A block of data
§

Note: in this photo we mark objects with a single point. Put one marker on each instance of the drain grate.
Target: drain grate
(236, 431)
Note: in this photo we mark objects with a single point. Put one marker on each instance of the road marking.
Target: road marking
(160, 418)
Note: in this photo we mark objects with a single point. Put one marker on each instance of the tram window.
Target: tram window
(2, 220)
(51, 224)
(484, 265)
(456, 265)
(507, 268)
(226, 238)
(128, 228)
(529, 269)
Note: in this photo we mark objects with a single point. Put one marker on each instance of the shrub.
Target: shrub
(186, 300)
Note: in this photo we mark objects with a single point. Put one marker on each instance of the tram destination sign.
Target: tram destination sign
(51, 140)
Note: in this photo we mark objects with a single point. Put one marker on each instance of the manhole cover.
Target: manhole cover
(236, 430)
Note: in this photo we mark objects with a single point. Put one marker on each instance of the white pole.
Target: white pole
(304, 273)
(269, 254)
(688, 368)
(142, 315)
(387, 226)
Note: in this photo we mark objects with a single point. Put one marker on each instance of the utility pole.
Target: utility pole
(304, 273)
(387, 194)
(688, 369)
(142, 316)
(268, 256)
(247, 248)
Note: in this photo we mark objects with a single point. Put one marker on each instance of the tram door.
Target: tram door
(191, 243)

§

Written exercise
Convert the entire listing above into a numbered list with one item per line, omitting any blank lines.

The output
1. Note: in this photo we mark objects with a single point. Put one marker on each instance of the drain grate.
2. Target: drain grate
3. (236, 431)
4. Note: in this photo we mark objects with a single point. Put one marker on each instance of the road marking.
5. Target: road marking
6. (160, 418)
7. Note: in this photo we mark objects with a single point. Put one marker on each instance of the tram window.
8. Target: tram window
9. (2, 220)
10. (51, 224)
11. (484, 265)
12. (456, 265)
13. (507, 268)
14. (226, 238)
15. (128, 228)
16. (529, 269)
17. Note: in this photo we mark objects with a single point. Put one marker on each instance of the shrub.
18. Target: shrub
19. (186, 300)
20. Note: in this photo we mark objects with a single point. Put one marker on each instance of the tram destination sign.
21. Target: tram destination sign
22. (51, 140)
23. Note: in this photo we mark objects with a single point. Put one marker on each instance of the manhole cover.
24. Target: manhole cover
25. (236, 430)
26. Note: in this photo we mark objects with a single point. Put one marker on each instance of the white pole.
27. Target: white pole
28. (304, 273)
29. (269, 254)
30. (688, 368)
31. (142, 315)
32. (387, 226)
33. Note: in this photo we mark objects with a single point. Put one marker on each instance of the utility pole.
34. Target: utility pole
35. (304, 273)
36. (387, 194)
37. (688, 369)
38. (142, 316)
39. (268, 256)
40. (247, 248)
41. Note: in this photo we mark objects with a single point. Put one marker on each instance of the tram door.
42. Target: tram door
43. (191, 243)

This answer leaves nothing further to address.